Records for this task:
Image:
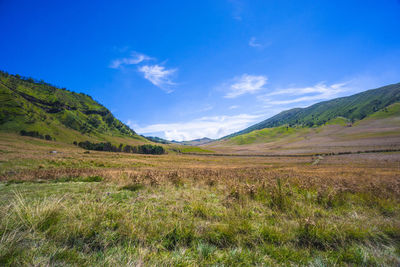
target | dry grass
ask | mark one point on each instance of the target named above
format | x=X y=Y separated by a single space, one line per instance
x=72 y=208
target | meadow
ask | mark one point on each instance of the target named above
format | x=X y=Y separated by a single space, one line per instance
x=80 y=208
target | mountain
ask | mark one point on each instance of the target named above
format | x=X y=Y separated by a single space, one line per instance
x=156 y=139
x=30 y=105
x=355 y=107
x=196 y=142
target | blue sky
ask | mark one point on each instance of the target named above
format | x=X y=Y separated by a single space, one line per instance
x=188 y=69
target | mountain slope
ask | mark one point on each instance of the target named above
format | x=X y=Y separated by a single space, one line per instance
x=355 y=107
x=378 y=131
x=26 y=104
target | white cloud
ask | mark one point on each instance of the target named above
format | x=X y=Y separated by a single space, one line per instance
x=320 y=91
x=158 y=75
x=134 y=59
x=253 y=42
x=212 y=127
x=246 y=84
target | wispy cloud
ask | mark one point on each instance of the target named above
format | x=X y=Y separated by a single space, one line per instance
x=253 y=42
x=245 y=84
x=133 y=59
x=320 y=91
x=159 y=76
x=212 y=127
x=237 y=9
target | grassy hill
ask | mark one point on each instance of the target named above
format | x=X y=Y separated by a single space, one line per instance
x=379 y=130
x=31 y=105
x=353 y=108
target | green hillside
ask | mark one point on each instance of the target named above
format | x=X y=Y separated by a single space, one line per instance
x=30 y=105
x=291 y=133
x=352 y=108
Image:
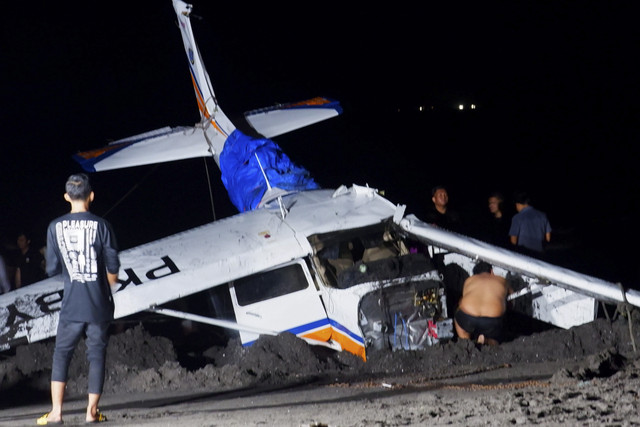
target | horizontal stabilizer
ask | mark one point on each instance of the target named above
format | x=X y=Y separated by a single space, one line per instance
x=158 y=146
x=283 y=118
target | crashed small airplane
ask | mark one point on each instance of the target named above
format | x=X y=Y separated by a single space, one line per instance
x=344 y=268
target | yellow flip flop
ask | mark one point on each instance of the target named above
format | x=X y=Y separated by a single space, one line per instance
x=44 y=421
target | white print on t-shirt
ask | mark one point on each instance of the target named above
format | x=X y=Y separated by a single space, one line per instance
x=75 y=240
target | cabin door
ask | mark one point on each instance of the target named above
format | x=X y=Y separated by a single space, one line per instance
x=283 y=299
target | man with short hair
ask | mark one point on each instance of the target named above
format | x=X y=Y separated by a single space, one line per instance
x=82 y=247
x=440 y=214
x=480 y=313
x=530 y=228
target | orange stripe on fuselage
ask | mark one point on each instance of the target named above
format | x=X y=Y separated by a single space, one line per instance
x=319 y=335
x=345 y=341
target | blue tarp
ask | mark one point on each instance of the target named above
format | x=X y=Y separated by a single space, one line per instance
x=243 y=178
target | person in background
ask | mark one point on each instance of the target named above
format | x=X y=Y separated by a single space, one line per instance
x=30 y=262
x=481 y=310
x=5 y=284
x=82 y=247
x=530 y=229
x=440 y=213
x=498 y=224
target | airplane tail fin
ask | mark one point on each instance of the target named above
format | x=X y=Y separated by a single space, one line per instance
x=239 y=156
x=217 y=127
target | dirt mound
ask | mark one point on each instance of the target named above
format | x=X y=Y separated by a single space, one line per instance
x=139 y=362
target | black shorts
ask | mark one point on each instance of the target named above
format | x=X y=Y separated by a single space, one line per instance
x=490 y=327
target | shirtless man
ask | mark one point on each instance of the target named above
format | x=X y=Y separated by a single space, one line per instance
x=481 y=309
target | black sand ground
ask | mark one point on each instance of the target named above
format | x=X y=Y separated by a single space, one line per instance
x=586 y=375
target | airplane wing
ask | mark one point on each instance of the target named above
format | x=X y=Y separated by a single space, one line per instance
x=161 y=145
x=283 y=118
x=199 y=259
x=561 y=296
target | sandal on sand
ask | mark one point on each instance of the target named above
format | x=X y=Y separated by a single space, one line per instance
x=100 y=418
x=44 y=420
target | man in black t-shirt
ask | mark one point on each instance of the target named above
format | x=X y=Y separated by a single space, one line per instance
x=82 y=247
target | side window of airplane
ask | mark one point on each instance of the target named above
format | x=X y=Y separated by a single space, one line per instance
x=270 y=284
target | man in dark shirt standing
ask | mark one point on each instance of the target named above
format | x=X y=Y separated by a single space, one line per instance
x=82 y=247
x=440 y=213
x=530 y=229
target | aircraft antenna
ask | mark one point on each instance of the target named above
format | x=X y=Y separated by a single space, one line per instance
x=283 y=210
x=206 y=168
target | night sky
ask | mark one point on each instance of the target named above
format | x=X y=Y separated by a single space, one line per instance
x=554 y=85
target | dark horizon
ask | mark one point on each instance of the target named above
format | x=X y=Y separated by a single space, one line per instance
x=556 y=112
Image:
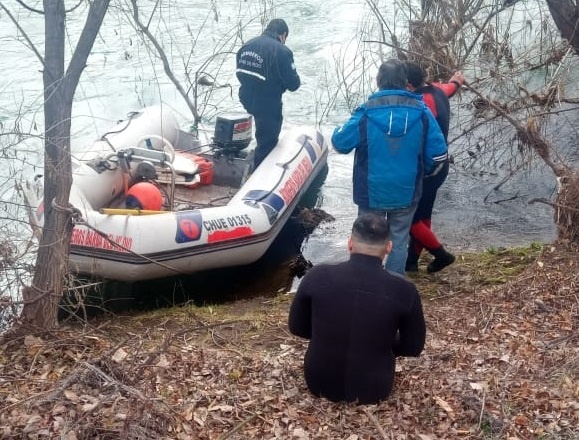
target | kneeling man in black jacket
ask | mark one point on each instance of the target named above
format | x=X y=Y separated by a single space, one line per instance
x=359 y=318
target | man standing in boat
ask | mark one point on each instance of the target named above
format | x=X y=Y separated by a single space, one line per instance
x=265 y=70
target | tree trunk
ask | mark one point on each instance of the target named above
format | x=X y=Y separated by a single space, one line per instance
x=41 y=300
x=566 y=16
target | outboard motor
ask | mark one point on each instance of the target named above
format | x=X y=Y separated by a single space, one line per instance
x=232 y=133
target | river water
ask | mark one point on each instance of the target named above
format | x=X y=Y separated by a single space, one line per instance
x=123 y=75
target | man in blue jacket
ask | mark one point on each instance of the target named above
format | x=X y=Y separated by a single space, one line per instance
x=397 y=141
x=358 y=318
x=265 y=70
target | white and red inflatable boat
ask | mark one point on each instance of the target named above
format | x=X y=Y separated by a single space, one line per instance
x=156 y=201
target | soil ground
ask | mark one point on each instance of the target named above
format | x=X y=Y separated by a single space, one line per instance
x=501 y=362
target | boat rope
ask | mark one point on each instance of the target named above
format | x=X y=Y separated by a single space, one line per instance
x=104 y=138
x=81 y=221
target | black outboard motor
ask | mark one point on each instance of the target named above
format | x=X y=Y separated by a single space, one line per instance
x=232 y=133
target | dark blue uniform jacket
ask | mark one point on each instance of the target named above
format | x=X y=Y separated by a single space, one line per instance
x=265 y=69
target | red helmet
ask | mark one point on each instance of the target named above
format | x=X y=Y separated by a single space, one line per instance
x=144 y=195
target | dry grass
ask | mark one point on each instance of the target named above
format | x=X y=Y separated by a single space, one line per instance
x=501 y=362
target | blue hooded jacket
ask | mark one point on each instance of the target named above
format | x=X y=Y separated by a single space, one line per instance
x=397 y=142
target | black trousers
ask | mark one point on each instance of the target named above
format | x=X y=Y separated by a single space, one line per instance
x=267 y=129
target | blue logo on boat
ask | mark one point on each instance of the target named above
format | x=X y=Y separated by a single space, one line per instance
x=271 y=202
x=189 y=226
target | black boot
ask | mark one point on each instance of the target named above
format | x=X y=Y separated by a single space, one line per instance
x=442 y=258
x=412 y=259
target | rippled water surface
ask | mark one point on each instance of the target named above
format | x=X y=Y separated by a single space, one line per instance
x=119 y=78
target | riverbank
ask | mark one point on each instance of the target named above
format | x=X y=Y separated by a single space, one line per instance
x=501 y=361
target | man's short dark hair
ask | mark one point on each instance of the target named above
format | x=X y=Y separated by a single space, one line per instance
x=371 y=229
x=416 y=74
x=277 y=26
x=392 y=75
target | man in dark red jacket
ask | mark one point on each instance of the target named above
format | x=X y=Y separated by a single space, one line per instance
x=265 y=70
x=436 y=97
x=359 y=318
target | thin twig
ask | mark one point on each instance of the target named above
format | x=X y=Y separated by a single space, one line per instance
x=374 y=420
x=237 y=427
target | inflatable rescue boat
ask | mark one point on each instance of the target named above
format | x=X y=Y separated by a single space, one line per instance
x=152 y=200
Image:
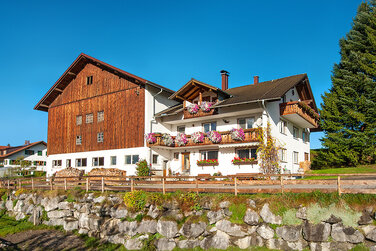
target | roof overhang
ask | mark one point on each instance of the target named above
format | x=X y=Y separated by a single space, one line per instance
x=74 y=69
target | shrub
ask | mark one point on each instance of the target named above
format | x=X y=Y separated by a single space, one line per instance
x=135 y=200
x=143 y=169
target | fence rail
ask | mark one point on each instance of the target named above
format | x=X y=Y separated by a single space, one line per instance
x=250 y=183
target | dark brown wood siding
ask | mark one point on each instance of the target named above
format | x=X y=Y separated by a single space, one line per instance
x=122 y=101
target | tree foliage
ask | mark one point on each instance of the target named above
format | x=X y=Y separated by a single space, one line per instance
x=268 y=152
x=348 y=114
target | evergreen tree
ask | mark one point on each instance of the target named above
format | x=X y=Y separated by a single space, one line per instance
x=348 y=115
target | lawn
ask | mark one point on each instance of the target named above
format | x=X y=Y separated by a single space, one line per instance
x=344 y=170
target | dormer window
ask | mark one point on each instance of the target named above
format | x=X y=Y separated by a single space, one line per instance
x=89 y=80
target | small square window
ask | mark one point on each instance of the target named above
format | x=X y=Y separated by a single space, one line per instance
x=79 y=120
x=100 y=116
x=100 y=137
x=89 y=118
x=89 y=80
x=155 y=158
x=78 y=140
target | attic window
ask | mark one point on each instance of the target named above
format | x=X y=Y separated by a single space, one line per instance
x=89 y=80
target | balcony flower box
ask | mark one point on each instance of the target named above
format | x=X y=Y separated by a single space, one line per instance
x=208 y=162
x=244 y=161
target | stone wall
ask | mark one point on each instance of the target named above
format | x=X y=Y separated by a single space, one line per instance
x=107 y=218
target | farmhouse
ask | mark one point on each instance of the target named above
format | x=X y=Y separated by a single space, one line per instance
x=102 y=116
x=35 y=154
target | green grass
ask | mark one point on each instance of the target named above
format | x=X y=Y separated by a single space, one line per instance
x=344 y=170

What you have to do:
Please copy out word for word the part of the rows that opens with the line containing "target | riverbank" and closes with the line containing "x=152 y=200", including both of those lines.

Completed exercise:
target | riverbank
ask | mark one point on each instance of the target named above
format | x=X y=Y separated by a single space, one line per instance
x=501 y=361
target | man's short dark hair
ask | mark one point on each instance of the target named above
format | x=X y=Y separated by a single space, one line per instance
x=371 y=229
x=416 y=74
x=277 y=26
x=392 y=75
target | man in dark red jacket
ask | mark one point on each instance of the target named above
format | x=X y=Y separated by a single space, one line per instance
x=265 y=70
x=436 y=97
x=359 y=318
target | thin twig
ask | mark one point on each instance of the target named above
format | x=X y=Y separated by a single space, one line per instance
x=374 y=420
x=237 y=427
target | inflatable rescue boat
ask | mark one point on each instance of the target named above
format | x=X y=Y separated by a single space, one line per instance
x=152 y=200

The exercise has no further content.